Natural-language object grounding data
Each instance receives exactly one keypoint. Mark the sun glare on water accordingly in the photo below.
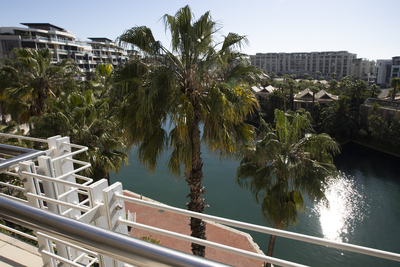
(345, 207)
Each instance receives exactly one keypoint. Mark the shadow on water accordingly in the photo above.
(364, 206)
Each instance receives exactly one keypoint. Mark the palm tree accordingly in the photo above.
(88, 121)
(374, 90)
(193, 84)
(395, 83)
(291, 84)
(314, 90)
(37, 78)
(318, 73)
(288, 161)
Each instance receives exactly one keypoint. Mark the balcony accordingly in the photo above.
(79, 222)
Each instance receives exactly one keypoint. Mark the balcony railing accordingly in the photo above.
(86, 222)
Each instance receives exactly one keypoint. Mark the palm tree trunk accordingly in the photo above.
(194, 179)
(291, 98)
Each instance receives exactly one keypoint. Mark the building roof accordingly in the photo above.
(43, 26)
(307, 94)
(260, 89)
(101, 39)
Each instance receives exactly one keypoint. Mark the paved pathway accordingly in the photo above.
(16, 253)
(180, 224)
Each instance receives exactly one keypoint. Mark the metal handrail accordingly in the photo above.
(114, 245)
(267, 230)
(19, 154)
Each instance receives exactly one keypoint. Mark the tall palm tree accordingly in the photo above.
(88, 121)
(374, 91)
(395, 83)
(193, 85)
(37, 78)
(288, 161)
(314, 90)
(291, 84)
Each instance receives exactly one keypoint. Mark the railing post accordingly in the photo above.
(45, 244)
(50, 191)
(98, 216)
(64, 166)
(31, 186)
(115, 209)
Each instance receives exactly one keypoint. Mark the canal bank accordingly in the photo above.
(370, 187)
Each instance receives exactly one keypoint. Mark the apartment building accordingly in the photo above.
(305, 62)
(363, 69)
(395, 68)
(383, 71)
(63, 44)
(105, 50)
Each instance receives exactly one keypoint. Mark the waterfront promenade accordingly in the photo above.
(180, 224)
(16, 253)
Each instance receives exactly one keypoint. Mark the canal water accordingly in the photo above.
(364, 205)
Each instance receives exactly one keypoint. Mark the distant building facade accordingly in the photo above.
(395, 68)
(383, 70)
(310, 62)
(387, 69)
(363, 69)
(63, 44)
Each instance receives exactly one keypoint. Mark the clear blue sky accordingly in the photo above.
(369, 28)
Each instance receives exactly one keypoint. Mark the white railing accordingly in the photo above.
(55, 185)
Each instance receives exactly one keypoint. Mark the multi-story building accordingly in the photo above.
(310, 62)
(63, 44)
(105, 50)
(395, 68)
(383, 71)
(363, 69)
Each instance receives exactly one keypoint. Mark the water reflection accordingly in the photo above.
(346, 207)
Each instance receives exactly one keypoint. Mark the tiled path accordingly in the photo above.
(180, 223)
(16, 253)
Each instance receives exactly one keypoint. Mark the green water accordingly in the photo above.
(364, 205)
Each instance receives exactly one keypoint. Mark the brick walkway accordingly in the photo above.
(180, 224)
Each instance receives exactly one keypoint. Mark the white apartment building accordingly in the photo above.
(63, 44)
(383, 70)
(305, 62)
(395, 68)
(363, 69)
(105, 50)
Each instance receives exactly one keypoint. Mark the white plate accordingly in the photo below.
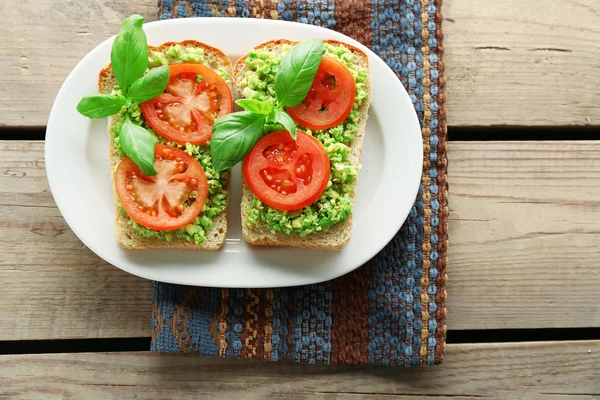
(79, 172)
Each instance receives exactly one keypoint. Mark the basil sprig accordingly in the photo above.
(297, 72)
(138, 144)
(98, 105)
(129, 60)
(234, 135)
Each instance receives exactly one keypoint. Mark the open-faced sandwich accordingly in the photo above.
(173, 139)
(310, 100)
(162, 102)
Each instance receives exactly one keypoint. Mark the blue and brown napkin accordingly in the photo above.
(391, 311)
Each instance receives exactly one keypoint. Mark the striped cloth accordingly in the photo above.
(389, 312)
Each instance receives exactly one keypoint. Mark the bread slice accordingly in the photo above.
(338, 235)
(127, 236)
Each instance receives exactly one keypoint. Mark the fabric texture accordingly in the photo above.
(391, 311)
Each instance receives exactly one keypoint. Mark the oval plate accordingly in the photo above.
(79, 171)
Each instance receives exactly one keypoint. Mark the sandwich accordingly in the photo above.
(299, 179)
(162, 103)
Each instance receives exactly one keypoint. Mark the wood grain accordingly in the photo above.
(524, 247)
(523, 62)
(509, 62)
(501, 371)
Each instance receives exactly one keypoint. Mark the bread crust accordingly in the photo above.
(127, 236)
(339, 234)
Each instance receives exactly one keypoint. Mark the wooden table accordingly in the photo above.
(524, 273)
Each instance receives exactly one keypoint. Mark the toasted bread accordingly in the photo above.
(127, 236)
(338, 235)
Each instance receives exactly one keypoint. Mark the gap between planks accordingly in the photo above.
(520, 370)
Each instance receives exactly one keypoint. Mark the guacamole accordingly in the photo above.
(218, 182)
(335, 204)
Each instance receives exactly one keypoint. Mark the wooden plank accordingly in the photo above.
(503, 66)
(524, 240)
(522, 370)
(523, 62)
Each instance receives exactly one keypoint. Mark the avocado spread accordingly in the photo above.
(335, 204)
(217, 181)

* * *

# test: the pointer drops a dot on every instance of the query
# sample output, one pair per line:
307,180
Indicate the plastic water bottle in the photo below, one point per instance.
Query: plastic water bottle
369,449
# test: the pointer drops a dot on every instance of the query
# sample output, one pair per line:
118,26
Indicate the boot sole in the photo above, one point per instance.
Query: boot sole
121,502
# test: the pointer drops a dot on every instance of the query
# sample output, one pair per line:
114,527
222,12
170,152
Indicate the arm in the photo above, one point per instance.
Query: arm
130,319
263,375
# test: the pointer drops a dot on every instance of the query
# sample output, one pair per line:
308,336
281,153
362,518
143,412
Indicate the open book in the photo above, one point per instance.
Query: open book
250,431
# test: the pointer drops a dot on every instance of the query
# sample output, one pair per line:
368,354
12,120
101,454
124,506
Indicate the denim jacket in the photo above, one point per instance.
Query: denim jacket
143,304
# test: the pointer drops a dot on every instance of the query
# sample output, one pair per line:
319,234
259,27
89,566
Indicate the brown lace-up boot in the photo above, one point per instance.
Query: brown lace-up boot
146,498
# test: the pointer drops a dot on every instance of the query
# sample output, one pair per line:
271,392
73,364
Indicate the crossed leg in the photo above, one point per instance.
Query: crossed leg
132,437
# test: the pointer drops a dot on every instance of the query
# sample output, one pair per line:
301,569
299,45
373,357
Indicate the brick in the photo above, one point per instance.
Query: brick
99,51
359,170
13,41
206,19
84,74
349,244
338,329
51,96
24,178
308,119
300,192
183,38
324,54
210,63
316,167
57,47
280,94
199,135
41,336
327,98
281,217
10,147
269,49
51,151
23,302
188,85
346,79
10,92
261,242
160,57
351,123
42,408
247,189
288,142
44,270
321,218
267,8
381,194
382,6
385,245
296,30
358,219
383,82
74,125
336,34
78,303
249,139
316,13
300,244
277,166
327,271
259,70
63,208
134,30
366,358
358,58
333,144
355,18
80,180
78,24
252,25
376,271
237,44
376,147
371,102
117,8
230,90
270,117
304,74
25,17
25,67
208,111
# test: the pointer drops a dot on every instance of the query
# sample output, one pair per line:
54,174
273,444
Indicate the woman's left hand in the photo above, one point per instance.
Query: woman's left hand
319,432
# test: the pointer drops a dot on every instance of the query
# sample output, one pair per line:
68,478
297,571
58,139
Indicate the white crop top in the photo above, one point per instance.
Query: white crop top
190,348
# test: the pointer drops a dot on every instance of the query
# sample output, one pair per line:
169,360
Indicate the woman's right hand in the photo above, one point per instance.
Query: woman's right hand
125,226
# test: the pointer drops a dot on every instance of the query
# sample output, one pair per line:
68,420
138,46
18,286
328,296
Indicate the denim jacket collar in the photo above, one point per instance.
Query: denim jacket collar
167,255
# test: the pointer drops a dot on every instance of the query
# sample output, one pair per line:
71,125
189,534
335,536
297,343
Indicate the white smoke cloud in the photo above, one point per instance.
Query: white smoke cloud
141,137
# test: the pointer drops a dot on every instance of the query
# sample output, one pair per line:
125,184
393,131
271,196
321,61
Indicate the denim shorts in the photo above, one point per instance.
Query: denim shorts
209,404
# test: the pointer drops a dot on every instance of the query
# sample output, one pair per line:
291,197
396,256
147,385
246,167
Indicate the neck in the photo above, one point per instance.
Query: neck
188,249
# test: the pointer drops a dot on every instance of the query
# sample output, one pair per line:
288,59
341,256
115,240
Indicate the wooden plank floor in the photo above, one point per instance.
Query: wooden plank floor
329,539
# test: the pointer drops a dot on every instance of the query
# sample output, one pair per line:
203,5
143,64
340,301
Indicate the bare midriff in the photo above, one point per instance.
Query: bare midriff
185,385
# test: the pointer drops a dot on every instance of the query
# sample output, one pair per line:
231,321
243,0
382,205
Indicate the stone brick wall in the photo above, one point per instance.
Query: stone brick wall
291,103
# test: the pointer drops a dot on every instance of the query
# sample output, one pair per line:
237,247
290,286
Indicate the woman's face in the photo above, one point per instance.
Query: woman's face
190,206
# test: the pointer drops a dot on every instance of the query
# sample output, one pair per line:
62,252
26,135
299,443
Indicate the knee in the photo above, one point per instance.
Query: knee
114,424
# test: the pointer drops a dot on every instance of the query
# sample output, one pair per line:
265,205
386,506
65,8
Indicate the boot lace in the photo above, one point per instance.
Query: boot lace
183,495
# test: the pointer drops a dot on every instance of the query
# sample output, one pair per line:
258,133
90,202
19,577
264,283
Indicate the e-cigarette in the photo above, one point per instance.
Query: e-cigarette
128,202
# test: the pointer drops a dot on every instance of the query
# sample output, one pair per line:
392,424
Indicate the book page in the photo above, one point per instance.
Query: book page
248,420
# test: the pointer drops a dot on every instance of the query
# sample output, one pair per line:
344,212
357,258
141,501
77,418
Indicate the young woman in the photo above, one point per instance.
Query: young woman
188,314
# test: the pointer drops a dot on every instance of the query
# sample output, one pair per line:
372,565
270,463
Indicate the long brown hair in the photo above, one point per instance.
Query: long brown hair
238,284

--

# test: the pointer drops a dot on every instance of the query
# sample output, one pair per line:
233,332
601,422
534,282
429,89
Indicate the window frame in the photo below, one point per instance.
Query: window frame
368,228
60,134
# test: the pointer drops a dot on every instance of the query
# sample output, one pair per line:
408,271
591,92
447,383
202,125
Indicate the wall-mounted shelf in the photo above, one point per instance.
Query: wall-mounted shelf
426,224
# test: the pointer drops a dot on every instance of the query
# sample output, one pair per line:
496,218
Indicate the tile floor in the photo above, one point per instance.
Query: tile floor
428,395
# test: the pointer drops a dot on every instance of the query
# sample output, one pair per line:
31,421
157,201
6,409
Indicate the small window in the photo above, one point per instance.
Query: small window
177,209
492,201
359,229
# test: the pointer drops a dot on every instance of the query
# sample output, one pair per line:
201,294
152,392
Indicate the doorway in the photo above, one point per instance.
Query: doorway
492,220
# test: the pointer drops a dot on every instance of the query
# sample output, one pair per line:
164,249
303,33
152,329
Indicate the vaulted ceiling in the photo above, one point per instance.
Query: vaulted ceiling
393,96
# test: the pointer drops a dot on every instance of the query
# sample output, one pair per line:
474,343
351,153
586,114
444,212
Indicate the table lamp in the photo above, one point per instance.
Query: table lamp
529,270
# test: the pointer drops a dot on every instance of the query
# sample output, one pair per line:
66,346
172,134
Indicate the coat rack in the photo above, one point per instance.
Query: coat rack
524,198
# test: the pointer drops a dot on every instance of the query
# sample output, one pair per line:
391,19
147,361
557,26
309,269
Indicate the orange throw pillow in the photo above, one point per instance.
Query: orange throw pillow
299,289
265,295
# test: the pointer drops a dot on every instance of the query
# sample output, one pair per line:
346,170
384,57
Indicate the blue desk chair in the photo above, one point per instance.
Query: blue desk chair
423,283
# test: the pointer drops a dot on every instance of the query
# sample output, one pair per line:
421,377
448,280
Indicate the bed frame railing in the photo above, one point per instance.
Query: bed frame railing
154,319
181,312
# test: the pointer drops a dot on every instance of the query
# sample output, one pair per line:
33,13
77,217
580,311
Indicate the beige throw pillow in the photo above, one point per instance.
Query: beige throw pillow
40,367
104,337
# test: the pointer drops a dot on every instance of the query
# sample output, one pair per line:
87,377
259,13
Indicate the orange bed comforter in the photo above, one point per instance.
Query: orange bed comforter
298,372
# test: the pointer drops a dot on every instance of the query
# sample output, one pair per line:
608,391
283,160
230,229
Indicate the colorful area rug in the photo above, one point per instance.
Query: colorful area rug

# Problem description
From the entries above, show each line that includes the string "colorful".

# Expected answer
Indicate the colorful area rug in the photo above, one point per instance.
Query: colorful area rug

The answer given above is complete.